━━━━━ DATA FOR ANALYSIS

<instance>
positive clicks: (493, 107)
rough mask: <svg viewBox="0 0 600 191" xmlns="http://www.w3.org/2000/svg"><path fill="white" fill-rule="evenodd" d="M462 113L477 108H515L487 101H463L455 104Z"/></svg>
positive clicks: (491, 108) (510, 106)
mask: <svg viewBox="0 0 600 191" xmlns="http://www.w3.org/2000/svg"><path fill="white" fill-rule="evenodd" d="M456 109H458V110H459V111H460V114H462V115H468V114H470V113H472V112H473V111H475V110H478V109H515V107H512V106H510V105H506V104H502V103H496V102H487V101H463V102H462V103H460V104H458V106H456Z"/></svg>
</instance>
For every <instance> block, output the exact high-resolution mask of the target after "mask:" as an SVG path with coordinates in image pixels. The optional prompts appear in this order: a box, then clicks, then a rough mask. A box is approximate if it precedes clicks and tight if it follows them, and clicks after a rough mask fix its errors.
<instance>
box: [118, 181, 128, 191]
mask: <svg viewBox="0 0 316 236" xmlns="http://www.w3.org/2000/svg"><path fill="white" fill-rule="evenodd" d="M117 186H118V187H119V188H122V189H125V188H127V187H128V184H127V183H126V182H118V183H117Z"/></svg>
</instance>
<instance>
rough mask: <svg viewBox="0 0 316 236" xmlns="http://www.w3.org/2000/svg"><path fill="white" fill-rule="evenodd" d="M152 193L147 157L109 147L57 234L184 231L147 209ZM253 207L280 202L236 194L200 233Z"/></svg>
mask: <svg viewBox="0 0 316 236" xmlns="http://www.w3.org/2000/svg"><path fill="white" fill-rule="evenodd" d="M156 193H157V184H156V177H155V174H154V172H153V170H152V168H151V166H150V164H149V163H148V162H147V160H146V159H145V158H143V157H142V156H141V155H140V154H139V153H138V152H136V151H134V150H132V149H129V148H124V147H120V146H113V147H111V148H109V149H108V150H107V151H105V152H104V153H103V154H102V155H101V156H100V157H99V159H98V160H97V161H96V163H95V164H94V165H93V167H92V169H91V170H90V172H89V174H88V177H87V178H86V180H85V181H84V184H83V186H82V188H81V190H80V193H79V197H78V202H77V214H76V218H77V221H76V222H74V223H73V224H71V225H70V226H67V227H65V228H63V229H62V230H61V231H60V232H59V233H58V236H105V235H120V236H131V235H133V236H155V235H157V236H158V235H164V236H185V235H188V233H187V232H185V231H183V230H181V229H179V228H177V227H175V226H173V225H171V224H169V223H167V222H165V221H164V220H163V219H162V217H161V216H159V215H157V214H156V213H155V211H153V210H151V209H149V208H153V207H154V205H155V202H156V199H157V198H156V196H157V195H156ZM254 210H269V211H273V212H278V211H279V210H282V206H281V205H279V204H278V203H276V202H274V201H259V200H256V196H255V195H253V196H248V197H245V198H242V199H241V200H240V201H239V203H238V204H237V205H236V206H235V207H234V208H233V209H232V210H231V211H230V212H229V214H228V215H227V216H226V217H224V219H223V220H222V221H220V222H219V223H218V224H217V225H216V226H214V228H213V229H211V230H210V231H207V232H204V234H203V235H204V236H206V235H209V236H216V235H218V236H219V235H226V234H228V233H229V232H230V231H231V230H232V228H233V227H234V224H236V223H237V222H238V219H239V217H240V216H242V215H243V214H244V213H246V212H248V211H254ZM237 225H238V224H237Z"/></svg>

━━━━━━━━━━

Starting with the first line of the listing, output each line exactly until you have included the one containing "113L477 108H515L487 101H463L455".

<instance>
positive clicks: (493, 107)
rough mask: <svg viewBox="0 0 600 191" xmlns="http://www.w3.org/2000/svg"><path fill="white" fill-rule="evenodd" d="M462 113L477 108H515L487 101H463L455 104Z"/></svg>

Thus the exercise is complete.